_Supplied records_
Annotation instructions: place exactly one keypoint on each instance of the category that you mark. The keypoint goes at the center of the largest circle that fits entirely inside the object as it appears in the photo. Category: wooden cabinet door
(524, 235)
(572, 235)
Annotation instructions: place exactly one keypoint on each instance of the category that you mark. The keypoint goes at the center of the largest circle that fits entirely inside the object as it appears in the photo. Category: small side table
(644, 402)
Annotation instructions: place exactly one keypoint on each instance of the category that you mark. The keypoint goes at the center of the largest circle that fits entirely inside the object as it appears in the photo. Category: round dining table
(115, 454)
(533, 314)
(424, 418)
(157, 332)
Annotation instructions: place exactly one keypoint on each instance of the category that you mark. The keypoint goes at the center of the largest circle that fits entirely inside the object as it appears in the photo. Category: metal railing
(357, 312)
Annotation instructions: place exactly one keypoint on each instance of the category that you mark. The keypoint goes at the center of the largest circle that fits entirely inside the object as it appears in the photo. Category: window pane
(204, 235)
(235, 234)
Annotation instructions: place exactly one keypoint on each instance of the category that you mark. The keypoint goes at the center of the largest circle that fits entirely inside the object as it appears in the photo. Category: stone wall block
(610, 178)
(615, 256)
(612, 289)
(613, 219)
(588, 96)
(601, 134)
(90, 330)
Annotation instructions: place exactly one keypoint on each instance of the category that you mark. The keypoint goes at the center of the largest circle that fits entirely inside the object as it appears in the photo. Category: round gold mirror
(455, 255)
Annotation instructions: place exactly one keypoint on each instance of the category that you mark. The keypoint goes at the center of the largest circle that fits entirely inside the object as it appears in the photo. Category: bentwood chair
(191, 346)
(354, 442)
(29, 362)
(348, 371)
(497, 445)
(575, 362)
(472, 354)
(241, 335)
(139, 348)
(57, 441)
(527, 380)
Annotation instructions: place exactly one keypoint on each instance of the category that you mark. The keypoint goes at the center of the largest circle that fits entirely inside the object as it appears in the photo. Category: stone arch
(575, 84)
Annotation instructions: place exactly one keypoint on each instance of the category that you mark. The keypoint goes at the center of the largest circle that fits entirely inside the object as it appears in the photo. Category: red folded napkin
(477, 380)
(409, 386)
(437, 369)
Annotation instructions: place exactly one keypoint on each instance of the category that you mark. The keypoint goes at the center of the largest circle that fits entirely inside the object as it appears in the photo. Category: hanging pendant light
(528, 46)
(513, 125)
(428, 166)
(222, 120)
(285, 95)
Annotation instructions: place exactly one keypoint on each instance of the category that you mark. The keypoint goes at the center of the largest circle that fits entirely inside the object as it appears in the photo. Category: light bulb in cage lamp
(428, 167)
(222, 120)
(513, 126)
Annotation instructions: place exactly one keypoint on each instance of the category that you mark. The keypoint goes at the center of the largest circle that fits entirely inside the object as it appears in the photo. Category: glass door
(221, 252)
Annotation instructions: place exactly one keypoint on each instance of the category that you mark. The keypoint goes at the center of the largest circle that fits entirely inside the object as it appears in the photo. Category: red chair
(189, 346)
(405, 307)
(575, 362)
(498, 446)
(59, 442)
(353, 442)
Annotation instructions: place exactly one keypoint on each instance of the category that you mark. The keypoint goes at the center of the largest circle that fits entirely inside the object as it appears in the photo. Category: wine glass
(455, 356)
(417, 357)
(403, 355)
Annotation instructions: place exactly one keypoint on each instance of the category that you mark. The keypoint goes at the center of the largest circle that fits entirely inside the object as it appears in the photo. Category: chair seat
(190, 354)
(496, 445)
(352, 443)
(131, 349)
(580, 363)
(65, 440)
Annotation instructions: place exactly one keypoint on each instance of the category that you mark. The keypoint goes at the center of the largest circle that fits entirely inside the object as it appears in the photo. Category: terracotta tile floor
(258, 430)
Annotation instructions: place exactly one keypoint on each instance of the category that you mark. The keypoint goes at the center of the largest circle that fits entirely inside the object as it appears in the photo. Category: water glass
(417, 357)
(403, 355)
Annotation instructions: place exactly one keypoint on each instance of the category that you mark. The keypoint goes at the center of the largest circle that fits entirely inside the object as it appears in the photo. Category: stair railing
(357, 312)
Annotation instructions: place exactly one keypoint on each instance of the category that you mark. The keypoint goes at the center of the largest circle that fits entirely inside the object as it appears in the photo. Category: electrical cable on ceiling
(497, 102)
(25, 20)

_Stated exercise_
Reproduce all of the lines above verbatim, changing nothing.

_Written solution_
Annotation instructions: place exactly one keypoint on each instance of the category that you mark. The keypoint goes at the center of the largest circle that fits entirely inside the object as it appears in the photo. Category: wooden cabinet door
(524, 235)
(572, 235)
Annotation instructions: place exactly one keypoint on each instance of the category that you mark. The keypoint goes at the center of the largest circle that fits entirely inside the object as it appears in the photo. Category: small side table
(644, 402)
Annotation instructions: place exactly one keypoint on each instance of the category that you mark. The keypoint goes at the center of the largest circle that fits entirely inside the object as it appears in the photo. Category: round dining table
(115, 454)
(533, 314)
(424, 418)
(157, 332)
Annotation instructions: place exactly one keypoint on each instance of the category that you mark. The keypoint goes at the center of the largest circle that fits entirely inside the object as it appears in the photo. Category: metal railing
(357, 312)
Annotation instructions: place exactly one keypoint on each instance of the category that you mark. The keypoint goes at the center of the largest circle that fits entirely inside the object as it appears in the photo. Category: window pane
(204, 235)
(235, 234)
Annotation instructions: place exactly one keypoint on each instance of the category that you mark. The keypoint goes at the center of the largest circle that fits entirely inside the object as it appears in the photo. Category: stone wall block
(610, 178)
(615, 256)
(612, 289)
(613, 219)
(588, 96)
(601, 134)
(90, 330)
Annotation instructions: place exactly one keypoint on each instance of the category that you mark. The keypoint goes at the center of the largest circle that fits entirely inside the object as it appears in the photo. Category: round gold mirror
(455, 255)
Annotation instructions: place exactly one keypoint on each instance of the category that you mark. The keypoint goes at the center of the largest circle that fits entirely inside the object as it appears in the photo. Category: bentwood chair
(191, 346)
(354, 442)
(29, 362)
(348, 371)
(497, 445)
(575, 362)
(472, 354)
(241, 335)
(139, 348)
(57, 441)
(527, 380)
Annotation instructions: place exactly one keypoint on each instance of the category that you mark. The keypoint goes at the center of the largest circle that fits entirely inside the object as it appears in the photo. Category: stone arch
(575, 84)
Annotation instructions: place exactly one keypoint on each instance of the category that you mark. The keypoint goes at the center of the largest circle that fits entirely inside the object as it appears in the photo. Category: red folded napkin
(477, 380)
(409, 386)
(437, 369)
Annotation instructions: place exactly one keypoint on each instance of the category that you mark. The keypoint goes at the center of the largest circle that fits entirely inside the object as it appears in the photo. Category: hanging pendant light
(528, 46)
(513, 125)
(428, 166)
(222, 120)
(285, 95)
Annotation instructions: place exactly one keypoint on each instance of the category that you mark. The keypoint goes at the center of the largest circle that fits entirely inside the object as it appears in the photo. Category: light bulb in cage lamp
(428, 167)
(222, 120)
(513, 126)
Annotation instructions: place exactly one keypoint on each instance of the category that you mark. The keypoint goes at the center of the largest circle that fits entirely inside the object as it appears in the photo. Category: glass door
(221, 252)
Annotation instructions: place exactly one keypoint on each instance of the category that you mark. The keypoint goes at the center of the largest circle that fits entirely inside the object as it appears in the photo. Category: red chair
(189, 346)
(405, 307)
(575, 362)
(498, 446)
(59, 442)
(353, 442)
Annotation instructions: place exactly one keypoint on each instance of the category that you mark. The keypoint goes at the center of the largest circle that fits entirely inside the object as it appears in the photo. Category: wine glass
(455, 356)
(417, 357)
(403, 355)
Annotation instructions: place exactly one keypoint on each instance of the category that you mark. The keypoint goes at the center of the largest circle that fits entirely inside the object as it appears in the photo. Category: chair seat
(190, 354)
(496, 445)
(352, 443)
(131, 349)
(580, 363)
(65, 440)
Annotation instructions: place exactly one keypoint on each instance of the category that you mark. The keypoint goes at the center of the largest circle that fits entirely inside the object as it appears in the photo. Category: terracotta tile floor
(258, 430)
Annotation instructions: place exactly one keypoint on each instance of the category that you mark. The keypoint goes at the center of the largest circle that fits entirely inside the object as it appears in the photo. Category: water glass
(417, 357)
(403, 355)
Annotation instructions: place exactly one keypoint on each instance of the category that you mark. The keypoint goes at the center of the largest circle that fits entirely inside the object as it appears in the photo. Category: stair railing
(357, 312)
Annotation instructions: place exactly one keypoint on each instance of the category that you mark. The keypoint goes at the center of the largest circle that fits entirely inside the object as it appears in the photo. Category: electrical cable on ceiling
(497, 102)
(25, 20)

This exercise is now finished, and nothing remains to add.